[Given text — start]
John Kingston
7 min read
New York–Spending in the U.S. on logistics rose in both absolute dollar terms and as a percentage of GDP, and it isn’t likely to go down anytime soon.
That was one of the primary conclusions of the annual logistics report released last week by the Council of Supply Chain Management Professionals (CSCMP) at a media briefing in New York. This year’s report was entitled “Navigating Through the Fog.”
Kevin Smith, the moderator of the panel and the president and CEO of Sustainable Supply Chain Consulting, joked about the title and the logistics environment. “This should be an easy session today,” he said. “Not much has changed.”
The first part of the presentation was led by Korhan Acar, a partner at Kearney, the global management consulting firm that produced the report in conjunction with the CSCMP. Acar, referring to the title of the report, said “I don’t think it requires any explanation why we call it that, coming out of recent uncertainty.”
The CSCMP report puts an estimate on what it calls total U.S. business logistics costs (USBLC). The increase last year was $133 billion, a jump of 5.4%, to $2.58 trillion, up from $2.447 trillion the prior year. The decrease from 2022 to 2023 was 8.3%. Despite that, the five year compound annual growth rate (CAGR) in total USBLC is 8%.
Acar said outlays for logistics in the U.S. last year were about 8.8% of nominal GDP. With that number having fluctuated mostly in about the 7.4% to 8% range through most of the post-COVID period, and now having reached 8.8%, Acar said “we have started to stabilize.” But the base percentage of logistics spending as a percentage of GDP is stabilizing at a higher level than what was seen pre-COVID.
[Given text — finish]
[Data for review — start]
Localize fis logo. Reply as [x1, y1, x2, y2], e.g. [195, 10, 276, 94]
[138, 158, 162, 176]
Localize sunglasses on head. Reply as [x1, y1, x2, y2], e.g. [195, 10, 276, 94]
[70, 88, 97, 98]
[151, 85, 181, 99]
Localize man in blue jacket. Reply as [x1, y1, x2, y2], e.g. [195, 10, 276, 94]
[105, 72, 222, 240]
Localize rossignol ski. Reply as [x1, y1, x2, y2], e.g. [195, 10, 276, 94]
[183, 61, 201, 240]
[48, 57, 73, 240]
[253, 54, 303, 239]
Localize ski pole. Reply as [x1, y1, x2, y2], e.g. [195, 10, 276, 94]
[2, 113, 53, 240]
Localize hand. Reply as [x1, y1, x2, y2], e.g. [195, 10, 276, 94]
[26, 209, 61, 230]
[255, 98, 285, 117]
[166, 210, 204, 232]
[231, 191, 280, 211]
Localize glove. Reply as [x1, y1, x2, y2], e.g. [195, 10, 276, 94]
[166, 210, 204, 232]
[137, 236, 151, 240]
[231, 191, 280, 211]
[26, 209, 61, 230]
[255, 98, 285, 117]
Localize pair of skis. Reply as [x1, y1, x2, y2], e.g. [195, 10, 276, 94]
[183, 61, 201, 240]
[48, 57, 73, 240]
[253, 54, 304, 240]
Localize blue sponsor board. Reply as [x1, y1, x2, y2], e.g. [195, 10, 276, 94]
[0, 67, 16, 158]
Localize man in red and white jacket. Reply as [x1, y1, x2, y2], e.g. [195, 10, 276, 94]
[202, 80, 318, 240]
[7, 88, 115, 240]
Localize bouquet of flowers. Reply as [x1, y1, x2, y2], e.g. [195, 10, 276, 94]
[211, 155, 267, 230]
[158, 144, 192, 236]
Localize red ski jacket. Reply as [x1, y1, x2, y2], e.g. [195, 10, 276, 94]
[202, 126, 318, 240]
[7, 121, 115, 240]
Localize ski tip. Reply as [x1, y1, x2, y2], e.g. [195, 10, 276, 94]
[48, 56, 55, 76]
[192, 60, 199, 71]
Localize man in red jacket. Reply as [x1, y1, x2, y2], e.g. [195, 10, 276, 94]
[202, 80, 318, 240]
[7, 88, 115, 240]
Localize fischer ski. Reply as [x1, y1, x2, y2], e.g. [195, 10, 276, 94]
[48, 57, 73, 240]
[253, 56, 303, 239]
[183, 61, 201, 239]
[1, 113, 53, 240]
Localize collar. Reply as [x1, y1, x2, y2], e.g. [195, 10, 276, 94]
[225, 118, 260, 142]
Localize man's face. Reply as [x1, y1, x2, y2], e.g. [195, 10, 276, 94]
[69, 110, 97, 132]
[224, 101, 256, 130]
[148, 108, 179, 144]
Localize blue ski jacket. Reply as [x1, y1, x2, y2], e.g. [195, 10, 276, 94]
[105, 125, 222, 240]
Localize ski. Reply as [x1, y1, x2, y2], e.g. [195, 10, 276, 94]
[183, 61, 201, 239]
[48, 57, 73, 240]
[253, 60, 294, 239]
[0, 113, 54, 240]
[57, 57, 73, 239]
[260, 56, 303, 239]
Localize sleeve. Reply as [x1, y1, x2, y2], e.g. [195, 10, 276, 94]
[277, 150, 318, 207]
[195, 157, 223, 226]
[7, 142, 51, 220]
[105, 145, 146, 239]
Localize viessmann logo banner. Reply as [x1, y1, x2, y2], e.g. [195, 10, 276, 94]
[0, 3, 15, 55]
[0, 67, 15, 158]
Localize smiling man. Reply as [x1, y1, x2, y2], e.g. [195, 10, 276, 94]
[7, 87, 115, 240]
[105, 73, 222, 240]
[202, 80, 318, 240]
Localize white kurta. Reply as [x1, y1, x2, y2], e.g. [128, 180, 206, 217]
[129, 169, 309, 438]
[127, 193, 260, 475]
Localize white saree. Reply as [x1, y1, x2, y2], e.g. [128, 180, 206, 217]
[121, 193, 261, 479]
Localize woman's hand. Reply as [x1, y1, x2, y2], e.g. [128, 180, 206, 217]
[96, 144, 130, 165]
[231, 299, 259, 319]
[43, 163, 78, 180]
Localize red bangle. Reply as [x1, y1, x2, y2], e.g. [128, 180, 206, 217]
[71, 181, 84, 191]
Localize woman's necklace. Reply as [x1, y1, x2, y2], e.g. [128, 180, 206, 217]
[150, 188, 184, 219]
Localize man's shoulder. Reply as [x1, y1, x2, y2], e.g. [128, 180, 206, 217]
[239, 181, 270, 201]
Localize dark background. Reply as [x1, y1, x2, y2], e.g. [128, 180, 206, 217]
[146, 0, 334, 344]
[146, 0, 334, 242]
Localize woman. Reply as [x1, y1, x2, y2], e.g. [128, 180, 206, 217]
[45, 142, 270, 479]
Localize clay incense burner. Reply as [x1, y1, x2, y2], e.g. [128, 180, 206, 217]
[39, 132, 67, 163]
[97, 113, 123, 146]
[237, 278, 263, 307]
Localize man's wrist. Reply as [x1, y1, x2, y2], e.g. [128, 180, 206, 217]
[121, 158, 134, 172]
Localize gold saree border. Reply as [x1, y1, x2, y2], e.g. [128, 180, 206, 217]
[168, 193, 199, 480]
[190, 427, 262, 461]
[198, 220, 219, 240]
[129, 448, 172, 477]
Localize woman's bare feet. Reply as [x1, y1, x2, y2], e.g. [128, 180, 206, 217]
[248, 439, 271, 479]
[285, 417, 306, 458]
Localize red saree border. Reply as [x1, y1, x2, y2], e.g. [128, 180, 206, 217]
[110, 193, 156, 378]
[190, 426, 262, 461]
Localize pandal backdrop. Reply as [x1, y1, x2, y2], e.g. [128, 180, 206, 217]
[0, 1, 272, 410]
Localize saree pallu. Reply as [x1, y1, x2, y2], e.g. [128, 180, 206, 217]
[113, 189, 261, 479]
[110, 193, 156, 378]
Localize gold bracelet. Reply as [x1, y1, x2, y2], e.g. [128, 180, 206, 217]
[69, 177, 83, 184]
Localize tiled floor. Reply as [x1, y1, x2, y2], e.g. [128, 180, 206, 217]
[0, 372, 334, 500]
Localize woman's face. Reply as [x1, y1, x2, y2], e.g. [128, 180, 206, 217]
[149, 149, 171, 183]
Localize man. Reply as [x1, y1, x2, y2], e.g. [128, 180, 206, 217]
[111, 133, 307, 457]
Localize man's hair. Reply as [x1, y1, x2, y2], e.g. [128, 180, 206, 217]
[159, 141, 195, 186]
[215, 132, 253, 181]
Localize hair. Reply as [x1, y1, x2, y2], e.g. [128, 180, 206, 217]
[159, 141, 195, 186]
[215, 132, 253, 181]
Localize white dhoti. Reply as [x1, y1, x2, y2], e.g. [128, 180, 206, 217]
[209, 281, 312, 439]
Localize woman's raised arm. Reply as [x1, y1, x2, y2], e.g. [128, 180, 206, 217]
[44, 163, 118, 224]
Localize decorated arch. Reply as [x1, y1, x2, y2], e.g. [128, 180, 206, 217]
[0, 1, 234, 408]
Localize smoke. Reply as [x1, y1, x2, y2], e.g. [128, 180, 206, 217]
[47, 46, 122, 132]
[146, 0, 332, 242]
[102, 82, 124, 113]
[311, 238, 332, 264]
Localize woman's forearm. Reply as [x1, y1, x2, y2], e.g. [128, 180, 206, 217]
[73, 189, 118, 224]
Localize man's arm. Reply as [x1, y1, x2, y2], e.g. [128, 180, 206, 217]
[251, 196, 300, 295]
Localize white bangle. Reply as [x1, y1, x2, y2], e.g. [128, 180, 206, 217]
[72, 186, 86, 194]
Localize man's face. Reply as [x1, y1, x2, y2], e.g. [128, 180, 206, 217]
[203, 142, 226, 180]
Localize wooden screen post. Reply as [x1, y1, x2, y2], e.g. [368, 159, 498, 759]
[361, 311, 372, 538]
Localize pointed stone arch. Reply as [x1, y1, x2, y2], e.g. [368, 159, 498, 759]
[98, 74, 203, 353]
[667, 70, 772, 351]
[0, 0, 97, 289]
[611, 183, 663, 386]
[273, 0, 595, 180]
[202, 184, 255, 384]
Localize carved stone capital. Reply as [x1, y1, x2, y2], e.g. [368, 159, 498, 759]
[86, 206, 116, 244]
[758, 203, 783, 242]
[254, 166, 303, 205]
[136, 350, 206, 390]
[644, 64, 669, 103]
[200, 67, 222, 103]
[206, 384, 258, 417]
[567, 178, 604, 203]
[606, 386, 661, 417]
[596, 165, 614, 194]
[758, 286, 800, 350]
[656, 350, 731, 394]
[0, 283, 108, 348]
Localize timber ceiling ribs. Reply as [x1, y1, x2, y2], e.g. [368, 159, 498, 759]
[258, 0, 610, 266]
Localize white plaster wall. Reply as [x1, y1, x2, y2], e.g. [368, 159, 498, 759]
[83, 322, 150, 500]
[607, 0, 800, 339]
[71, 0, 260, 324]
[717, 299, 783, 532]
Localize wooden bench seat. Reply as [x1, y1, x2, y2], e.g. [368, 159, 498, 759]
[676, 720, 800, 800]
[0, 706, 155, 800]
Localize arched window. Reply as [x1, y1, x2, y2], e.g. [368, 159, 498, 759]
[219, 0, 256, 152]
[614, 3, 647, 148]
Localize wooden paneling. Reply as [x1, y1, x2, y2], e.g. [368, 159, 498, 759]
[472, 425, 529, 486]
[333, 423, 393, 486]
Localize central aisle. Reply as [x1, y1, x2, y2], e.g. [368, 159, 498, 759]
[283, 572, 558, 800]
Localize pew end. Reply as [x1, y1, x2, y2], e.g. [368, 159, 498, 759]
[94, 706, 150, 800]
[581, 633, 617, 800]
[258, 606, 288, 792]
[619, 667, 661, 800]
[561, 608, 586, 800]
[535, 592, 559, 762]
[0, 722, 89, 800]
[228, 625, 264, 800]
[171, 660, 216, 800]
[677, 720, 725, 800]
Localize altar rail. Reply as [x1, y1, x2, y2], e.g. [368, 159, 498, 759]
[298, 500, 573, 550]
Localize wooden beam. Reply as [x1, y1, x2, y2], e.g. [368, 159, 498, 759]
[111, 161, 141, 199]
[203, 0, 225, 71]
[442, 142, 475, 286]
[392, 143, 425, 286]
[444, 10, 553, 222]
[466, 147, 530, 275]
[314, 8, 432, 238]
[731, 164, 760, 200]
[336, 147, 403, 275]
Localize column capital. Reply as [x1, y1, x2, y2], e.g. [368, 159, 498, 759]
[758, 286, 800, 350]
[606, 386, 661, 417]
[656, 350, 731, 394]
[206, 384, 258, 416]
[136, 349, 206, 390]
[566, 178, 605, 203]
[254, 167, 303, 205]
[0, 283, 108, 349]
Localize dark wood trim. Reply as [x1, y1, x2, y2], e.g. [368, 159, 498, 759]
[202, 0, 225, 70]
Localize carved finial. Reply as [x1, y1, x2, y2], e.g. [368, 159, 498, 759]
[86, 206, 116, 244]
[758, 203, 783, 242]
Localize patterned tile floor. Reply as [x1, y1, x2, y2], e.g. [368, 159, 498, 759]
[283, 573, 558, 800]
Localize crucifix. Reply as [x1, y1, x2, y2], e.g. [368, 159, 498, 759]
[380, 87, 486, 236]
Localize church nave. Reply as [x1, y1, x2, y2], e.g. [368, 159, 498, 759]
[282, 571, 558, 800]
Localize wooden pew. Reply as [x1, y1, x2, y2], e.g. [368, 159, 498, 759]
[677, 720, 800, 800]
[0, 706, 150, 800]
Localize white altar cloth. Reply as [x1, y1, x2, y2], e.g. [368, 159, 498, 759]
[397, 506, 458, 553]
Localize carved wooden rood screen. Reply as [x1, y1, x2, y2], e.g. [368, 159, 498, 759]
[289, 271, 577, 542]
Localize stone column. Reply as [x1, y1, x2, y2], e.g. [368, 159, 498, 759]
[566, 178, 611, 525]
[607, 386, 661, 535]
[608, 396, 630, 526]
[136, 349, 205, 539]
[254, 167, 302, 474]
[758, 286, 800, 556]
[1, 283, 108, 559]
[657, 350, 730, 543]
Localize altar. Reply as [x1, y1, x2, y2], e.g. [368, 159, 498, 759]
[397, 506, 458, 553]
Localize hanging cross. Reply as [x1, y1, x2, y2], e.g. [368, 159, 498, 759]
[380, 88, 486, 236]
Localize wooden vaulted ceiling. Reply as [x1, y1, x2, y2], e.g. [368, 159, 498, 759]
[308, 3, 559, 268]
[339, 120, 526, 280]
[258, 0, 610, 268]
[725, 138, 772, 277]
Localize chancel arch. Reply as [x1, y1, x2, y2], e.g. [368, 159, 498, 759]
[Data for review — finish]
* _Activity_
Write out the entire article on U.S. logistics spending from the top, word for word.

* _Output_
John Kingston
7 min read
New York–Spending in the U.S. on logistics rose in both absolute dollar terms and as a percentage of GDP, and it isn’t likely to go down anytime soon.
That was one of the primary conclusions of the annual logistics report released last week by the Council of Supply Chain Management Professionals (CSCMP) at a media briefing in New York. This year’s report was entitled “Navigating Through the Fog.”
Kevin Smith, the moderator of the panel and the president and CEO of Sustainable Supply Chain Consulting, joked about the title and the logistics environment. “This should be an easy session today,” he said. “Not much has changed.”
The first part of the presentation was led by Korhan Acar, a partner at Kearney, the global management consulting firm that produced the report in conjunction with the CSCMP. Acar, referring to the title of the report, said “I don’t think it requires any explanation why we call it that, coming out of recent uncertainty.”
The CSCMP report puts an estimate on what it calls total U.S. business logistics costs (USBLC). The increase last year was $133 billion, a jump of 5.4%, to $2.58 trillion, up from $2.447 trillion the prior year. The decrease from 2022 to 2023 was 8.3%. Despite that, the five year compound annual growth rate (CAGR) in total USBLC is 8%.
Acar said outlays for logistics in the U.S. last year were about 8.8% of nominal GDP. With that number having fluctuated mostly in about the 7.4% to 8% range through most of the post-COVID period, and now having reached 8.8%, Acar said “we have started to stabilize.” But the base percentage of logistics spending as a percentage of GDP is stabilizing at a higher level than what was seen pre-COVID.